#### WHAT IS EXPECTED:
Reproduce, with no changes, the lines from the one containing "Where can you see the turquoise" through the one containing "column 425, row 276", including both of those lines and nothing else.

[Point labeling data from photos]
================================

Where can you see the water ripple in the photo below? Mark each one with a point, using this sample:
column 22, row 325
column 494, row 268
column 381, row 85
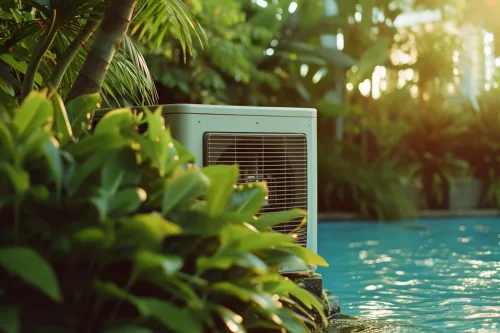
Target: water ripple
column 443, row 279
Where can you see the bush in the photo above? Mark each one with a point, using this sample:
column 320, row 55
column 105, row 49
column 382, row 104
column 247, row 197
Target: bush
column 116, row 231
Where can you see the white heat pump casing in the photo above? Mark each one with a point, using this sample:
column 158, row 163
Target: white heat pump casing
column 189, row 122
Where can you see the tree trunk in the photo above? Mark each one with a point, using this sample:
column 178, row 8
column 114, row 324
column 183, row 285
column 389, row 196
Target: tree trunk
column 114, row 26
column 71, row 52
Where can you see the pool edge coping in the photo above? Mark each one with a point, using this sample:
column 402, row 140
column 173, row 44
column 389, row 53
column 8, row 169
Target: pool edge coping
column 425, row 214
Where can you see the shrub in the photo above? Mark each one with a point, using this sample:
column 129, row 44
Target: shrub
column 116, row 231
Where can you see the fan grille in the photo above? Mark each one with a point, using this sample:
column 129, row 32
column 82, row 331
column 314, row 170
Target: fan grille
column 278, row 159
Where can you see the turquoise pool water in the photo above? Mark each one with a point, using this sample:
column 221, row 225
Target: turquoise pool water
column 423, row 276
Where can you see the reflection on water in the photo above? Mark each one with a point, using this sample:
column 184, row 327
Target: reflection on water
column 425, row 276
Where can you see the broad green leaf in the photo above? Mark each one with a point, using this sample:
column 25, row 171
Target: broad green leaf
column 20, row 66
column 246, row 260
column 290, row 321
column 32, row 268
column 260, row 241
column 222, row 179
column 18, row 178
column 147, row 231
column 286, row 286
column 91, row 166
column 115, row 121
column 97, row 142
column 127, row 201
column 145, row 261
column 9, row 319
column 93, row 239
column 32, row 147
column 183, row 188
column 310, row 257
column 248, row 198
column 54, row 160
column 245, row 294
column 35, row 112
column 232, row 320
column 272, row 219
column 62, row 126
column 79, row 110
column 169, row 315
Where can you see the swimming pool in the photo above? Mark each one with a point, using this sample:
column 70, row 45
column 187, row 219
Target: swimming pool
column 430, row 275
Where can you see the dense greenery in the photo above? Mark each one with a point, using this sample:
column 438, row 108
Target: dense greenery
column 116, row 231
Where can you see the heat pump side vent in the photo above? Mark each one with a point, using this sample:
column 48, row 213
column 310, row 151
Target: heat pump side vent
column 278, row 159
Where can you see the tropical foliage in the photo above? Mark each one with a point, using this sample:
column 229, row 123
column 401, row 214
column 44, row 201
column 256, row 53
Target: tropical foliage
column 116, row 231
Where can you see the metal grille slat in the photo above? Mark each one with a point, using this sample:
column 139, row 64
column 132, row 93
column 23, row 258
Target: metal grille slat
column 280, row 160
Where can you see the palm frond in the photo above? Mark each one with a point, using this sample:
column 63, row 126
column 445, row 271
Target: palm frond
column 154, row 19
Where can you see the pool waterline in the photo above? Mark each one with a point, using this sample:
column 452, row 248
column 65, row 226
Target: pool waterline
column 439, row 275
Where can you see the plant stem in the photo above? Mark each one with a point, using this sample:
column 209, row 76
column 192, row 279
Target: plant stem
column 71, row 52
column 114, row 26
column 41, row 48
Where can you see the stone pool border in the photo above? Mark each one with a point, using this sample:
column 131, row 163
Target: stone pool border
column 425, row 214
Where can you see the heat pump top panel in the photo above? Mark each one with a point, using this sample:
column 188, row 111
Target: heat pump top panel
column 228, row 110
column 239, row 110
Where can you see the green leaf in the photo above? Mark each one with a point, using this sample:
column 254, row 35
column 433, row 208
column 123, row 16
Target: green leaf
column 32, row 268
column 126, row 201
column 54, row 160
column 18, row 178
column 145, row 261
column 179, row 320
column 91, row 166
column 115, row 121
column 97, row 142
column 62, row 126
column 79, row 110
column 222, row 179
column 35, row 111
column 248, row 198
column 20, row 66
column 183, row 188
column 310, row 257
column 272, row 219
column 127, row 329
column 232, row 320
column 147, row 231
column 9, row 319
column 246, row 294
column 92, row 239
column 261, row 241
column 290, row 321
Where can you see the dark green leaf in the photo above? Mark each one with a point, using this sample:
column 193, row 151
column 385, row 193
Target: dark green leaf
column 147, row 231
column 54, row 160
column 62, row 126
column 97, row 142
column 32, row 268
column 115, row 121
column 248, row 198
column 232, row 320
column 127, row 329
column 35, row 112
column 222, row 179
column 126, row 201
column 145, row 261
column 9, row 319
column 183, row 188
column 177, row 319
column 79, row 110
column 272, row 219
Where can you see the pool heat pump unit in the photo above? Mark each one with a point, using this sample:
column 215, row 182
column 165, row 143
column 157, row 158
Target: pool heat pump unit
column 275, row 145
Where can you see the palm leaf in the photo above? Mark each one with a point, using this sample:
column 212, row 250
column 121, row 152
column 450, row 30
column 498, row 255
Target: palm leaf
column 154, row 19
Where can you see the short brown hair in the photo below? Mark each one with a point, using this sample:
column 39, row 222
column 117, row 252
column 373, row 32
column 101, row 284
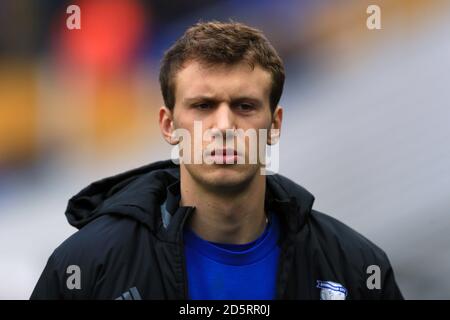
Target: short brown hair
column 217, row 42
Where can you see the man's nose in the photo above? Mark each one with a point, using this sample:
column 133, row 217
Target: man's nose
column 224, row 118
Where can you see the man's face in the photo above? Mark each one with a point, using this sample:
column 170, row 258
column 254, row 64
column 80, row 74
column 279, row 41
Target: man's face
column 223, row 97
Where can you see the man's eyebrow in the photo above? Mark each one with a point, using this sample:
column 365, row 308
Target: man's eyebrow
column 198, row 98
column 191, row 100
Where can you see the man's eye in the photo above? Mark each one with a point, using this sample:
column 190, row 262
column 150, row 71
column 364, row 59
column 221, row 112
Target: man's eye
column 246, row 106
column 202, row 106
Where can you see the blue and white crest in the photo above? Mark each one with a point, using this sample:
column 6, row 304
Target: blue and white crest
column 331, row 290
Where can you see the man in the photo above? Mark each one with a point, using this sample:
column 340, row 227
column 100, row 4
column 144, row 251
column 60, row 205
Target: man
column 215, row 228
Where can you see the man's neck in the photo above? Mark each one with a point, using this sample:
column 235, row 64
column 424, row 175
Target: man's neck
column 225, row 217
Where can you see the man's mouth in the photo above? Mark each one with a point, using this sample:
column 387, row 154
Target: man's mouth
column 225, row 156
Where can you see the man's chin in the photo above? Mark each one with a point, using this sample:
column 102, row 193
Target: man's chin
column 225, row 176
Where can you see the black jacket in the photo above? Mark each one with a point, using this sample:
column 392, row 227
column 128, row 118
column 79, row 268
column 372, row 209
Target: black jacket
column 124, row 250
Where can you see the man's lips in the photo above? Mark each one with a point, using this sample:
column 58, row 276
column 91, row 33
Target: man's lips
column 224, row 152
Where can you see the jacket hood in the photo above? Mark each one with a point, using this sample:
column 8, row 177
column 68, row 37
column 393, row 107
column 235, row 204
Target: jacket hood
column 138, row 194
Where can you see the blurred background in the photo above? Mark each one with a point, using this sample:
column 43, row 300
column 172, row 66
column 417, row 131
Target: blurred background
column 366, row 126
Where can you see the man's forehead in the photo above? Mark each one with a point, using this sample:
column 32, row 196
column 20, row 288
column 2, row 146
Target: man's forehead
column 197, row 79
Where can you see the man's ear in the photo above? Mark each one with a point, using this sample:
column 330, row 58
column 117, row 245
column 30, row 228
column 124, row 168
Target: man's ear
column 166, row 124
column 273, row 135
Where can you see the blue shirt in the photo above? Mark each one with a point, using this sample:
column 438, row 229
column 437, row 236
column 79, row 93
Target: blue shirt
column 230, row 271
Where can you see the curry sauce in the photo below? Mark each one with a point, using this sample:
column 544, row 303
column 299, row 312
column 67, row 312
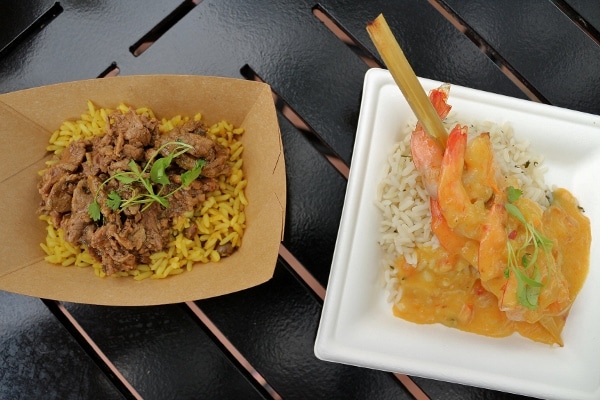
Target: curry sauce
column 445, row 288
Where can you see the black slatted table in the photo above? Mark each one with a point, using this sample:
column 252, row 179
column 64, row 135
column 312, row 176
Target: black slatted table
column 258, row 343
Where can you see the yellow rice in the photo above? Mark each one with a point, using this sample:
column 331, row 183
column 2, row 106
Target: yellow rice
column 220, row 219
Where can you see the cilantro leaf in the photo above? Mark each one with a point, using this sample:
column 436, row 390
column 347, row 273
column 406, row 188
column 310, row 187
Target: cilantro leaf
column 94, row 211
column 158, row 172
column 189, row 176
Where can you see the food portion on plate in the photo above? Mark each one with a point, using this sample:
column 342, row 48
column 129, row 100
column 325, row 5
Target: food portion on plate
column 474, row 238
column 132, row 195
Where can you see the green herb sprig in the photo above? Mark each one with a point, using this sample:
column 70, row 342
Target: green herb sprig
column 157, row 175
column 528, row 285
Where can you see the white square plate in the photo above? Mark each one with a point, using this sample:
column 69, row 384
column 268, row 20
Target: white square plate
column 357, row 325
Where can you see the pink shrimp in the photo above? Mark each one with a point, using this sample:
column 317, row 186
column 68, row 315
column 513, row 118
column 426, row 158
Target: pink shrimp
column 462, row 215
column 427, row 152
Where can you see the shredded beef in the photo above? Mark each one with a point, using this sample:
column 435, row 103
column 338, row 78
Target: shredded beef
column 121, row 240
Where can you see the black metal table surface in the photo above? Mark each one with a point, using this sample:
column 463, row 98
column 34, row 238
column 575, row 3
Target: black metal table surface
column 258, row 343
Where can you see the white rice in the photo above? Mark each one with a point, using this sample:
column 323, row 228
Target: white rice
column 404, row 202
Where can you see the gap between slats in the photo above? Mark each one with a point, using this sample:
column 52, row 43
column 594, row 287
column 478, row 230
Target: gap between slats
column 35, row 27
column 92, row 349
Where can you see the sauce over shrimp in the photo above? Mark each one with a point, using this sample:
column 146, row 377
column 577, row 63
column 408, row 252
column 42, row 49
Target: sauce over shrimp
column 505, row 264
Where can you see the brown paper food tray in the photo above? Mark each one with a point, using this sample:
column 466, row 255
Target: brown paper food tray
column 29, row 117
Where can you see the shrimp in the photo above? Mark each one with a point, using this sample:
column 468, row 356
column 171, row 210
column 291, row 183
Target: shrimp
column 493, row 253
column 427, row 152
column 450, row 240
column 463, row 216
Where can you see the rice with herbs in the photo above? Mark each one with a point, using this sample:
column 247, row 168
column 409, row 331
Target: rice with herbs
column 220, row 219
column 404, row 202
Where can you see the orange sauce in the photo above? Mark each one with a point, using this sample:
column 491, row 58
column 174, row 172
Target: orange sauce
column 443, row 288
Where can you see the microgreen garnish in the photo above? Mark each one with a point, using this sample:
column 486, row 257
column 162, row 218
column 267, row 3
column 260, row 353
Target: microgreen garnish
column 157, row 175
column 528, row 285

================================

#### RESPONSE TO THIS EXERCISE:
Where can you see the turquoise pool water in the photo above? Mark each one with a point, using this sample:
column 221, row 225
Target: turquoise pool water
column 423, row 276
Where can you see the reflection on water in the photo above? Mark each one with a point, using this sample:
column 184, row 327
Target: reflection on water
column 425, row 276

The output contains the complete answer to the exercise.